- Text passage
How Snowbirds Can Trim Tax Bills in Retirement
I read your column about states that don’t tax retirement income. I’m retired and plan to spend part of the year in New York and part in Florida, which has no state income tax. What do I need to do to make sure I’m considered a resident of that state?
Snowbirds need to be particularly careful when establishing their state of residency for tax purposes. Some higher-tax states, such as New York, have intensified efforts to audit part-year residents who claim a lower-tax state (such as Florida) as their state of residence.
See Also: 10 Most Tax-Friendly States for Retirees
The first step is to prove that you lived in the lower-tax state—in your case, Florida—for more time than the higher-tax state. “Keep a diary that shows where you were on every day,” says Michael Goodman, a CPA in New York City.

- Work to complete
Continue the passage on establishing Florida residency for tax purposes, starting after its last sentence.

(Region pointing data)
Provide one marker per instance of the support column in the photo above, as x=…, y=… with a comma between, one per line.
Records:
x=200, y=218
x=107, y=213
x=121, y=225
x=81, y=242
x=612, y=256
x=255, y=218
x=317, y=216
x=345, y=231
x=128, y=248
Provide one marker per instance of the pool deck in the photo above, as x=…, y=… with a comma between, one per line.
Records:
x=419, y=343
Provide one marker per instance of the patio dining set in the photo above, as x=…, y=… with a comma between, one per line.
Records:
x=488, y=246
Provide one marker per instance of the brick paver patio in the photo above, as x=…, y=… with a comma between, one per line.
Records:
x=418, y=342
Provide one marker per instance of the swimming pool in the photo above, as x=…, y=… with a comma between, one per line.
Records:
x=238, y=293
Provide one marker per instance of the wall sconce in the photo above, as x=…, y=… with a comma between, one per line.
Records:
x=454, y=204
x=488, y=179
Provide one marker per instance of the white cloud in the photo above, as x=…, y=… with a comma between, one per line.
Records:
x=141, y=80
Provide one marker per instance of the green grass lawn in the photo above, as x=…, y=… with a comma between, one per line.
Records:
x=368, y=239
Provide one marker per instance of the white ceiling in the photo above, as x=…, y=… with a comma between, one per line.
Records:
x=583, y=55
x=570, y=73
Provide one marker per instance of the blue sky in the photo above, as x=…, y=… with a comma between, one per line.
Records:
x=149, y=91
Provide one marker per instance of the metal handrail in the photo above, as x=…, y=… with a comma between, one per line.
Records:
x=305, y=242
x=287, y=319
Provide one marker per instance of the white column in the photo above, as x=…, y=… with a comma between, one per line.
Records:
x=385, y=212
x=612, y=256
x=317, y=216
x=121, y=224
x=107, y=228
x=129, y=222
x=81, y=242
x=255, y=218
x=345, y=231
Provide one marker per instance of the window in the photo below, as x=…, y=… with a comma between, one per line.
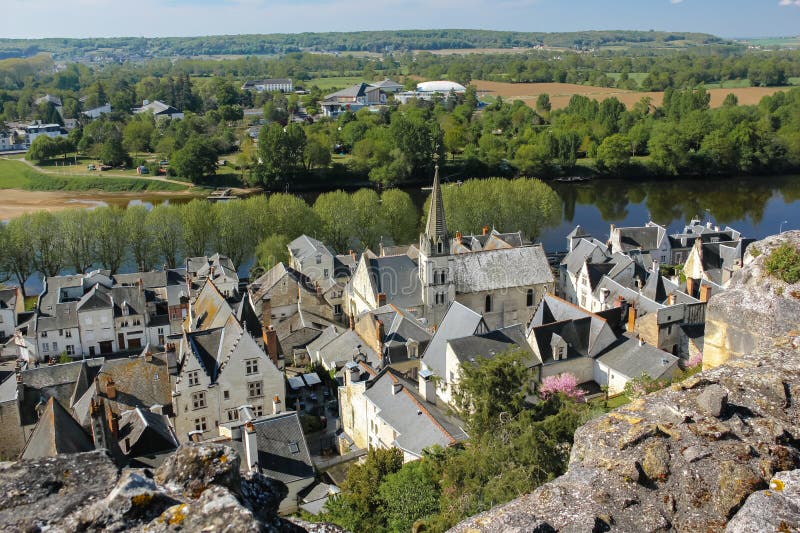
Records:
x=254, y=389
x=199, y=400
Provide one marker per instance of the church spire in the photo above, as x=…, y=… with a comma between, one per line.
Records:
x=436, y=227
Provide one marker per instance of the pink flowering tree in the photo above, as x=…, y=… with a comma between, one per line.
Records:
x=565, y=383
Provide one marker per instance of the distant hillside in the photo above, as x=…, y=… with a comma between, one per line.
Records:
x=364, y=41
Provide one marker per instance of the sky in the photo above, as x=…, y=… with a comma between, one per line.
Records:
x=151, y=18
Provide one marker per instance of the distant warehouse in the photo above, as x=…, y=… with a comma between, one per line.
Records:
x=283, y=85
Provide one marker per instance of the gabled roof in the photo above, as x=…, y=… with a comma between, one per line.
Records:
x=459, y=321
x=417, y=424
x=282, y=449
x=632, y=359
x=501, y=269
x=56, y=432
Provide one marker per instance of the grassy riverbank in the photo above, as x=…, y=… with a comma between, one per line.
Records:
x=17, y=175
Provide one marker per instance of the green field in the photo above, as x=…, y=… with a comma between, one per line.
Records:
x=18, y=175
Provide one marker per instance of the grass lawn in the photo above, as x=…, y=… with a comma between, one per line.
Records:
x=18, y=175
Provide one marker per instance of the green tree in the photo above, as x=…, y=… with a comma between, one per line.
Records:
x=358, y=507
x=140, y=236
x=399, y=216
x=271, y=251
x=409, y=495
x=613, y=154
x=334, y=211
x=196, y=160
x=164, y=223
x=199, y=224
x=46, y=242
x=79, y=238
x=110, y=237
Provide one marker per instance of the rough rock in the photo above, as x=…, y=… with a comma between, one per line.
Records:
x=774, y=509
x=199, y=488
x=755, y=310
x=713, y=400
x=645, y=468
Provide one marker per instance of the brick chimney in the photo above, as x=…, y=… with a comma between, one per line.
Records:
x=631, y=317
x=266, y=312
x=250, y=438
x=276, y=405
x=111, y=389
x=271, y=343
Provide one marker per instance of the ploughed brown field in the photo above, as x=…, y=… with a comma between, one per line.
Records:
x=560, y=93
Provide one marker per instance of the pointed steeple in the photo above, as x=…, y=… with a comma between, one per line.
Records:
x=436, y=227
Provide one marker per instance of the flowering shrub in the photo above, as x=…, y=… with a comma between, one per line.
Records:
x=565, y=383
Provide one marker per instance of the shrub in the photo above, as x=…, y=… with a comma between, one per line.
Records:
x=784, y=263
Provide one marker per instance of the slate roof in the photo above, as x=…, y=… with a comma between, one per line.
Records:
x=485, y=345
x=397, y=277
x=631, y=359
x=501, y=269
x=278, y=438
x=418, y=424
x=56, y=432
x=342, y=349
x=459, y=321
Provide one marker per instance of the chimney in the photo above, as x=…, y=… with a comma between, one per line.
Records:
x=266, y=312
x=271, y=344
x=705, y=293
x=276, y=405
x=352, y=373
x=631, y=317
x=111, y=389
x=250, y=439
x=113, y=424
x=380, y=334
x=427, y=388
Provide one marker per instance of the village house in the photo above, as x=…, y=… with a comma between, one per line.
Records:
x=283, y=85
x=499, y=275
x=382, y=410
x=159, y=109
x=275, y=446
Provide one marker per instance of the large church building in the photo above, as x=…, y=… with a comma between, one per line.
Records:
x=499, y=275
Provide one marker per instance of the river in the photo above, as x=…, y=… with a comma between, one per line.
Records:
x=756, y=206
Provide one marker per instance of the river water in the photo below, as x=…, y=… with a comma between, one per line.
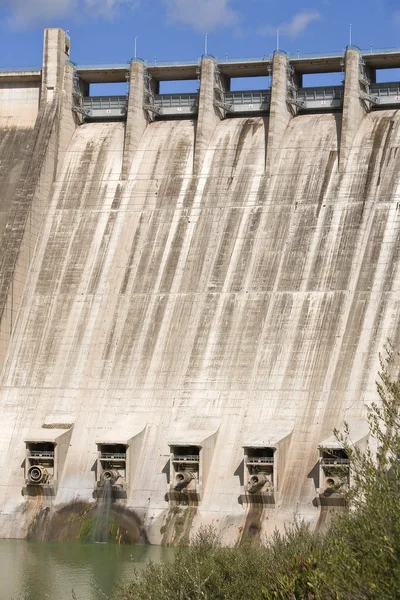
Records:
x=52, y=570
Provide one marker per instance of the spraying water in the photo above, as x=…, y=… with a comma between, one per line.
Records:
x=100, y=530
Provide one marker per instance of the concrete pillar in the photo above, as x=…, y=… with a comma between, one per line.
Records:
x=56, y=50
x=136, y=120
x=354, y=108
x=54, y=128
x=280, y=111
x=209, y=114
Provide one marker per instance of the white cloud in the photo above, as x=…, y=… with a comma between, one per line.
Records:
x=296, y=26
x=202, y=15
x=24, y=13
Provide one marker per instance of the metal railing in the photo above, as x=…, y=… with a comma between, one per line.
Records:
x=105, y=106
x=227, y=60
x=254, y=460
x=41, y=454
x=102, y=67
x=112, y=456
x=387, y=93
x=321, y=93
x=380, y=51
x=248, y=100
x=186, y=458
x=176, y=100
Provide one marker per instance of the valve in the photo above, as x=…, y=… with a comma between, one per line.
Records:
x=37, y=474
x=182, y=479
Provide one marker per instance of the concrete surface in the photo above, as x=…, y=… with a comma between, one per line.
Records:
x=179, y=301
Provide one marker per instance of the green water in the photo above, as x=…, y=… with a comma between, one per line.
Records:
x=51, y=570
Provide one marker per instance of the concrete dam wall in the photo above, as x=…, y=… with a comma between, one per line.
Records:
x=211, y=318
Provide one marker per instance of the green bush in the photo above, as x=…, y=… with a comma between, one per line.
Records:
x=358, y=557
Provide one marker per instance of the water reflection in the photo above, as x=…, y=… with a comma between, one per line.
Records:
x=51, y=570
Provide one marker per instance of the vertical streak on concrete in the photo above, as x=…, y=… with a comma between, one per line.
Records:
x=353, y=107
x=55, y=48
x=136, y=121
x=32, y=195
x=280, y=111
x=209, y=115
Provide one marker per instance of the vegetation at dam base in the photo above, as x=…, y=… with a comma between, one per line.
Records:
x=358, y=557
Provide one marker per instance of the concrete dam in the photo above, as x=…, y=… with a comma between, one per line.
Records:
x=194, y=292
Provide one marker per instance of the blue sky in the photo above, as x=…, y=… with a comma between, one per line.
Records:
x=103, y=31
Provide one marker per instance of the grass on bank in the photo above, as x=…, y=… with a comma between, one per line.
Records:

- Answer for the task
But establishing the number of days isn’t the only requirement, says Terry Seaton, a CPA in St. Augustine, Fla. He recommends changing your driver’s license, car and voter registration to Florida, using your Florida address on your federal income tax filings, and doing your primary banking with a Florida bank. Also, list your Florida address on all life insurance policies, brokerage accounts and other legal and financial documents. Notify Medicare, Social Security and other government agencies of your Florida address, and file a “Declaration of Domicile” form with the Clerk of the Circuit Court. Taking all of these steps isn’t a requirement, but it does help build your case if you’re audited by your former state. Similar steps can help you build your case for residency in other states.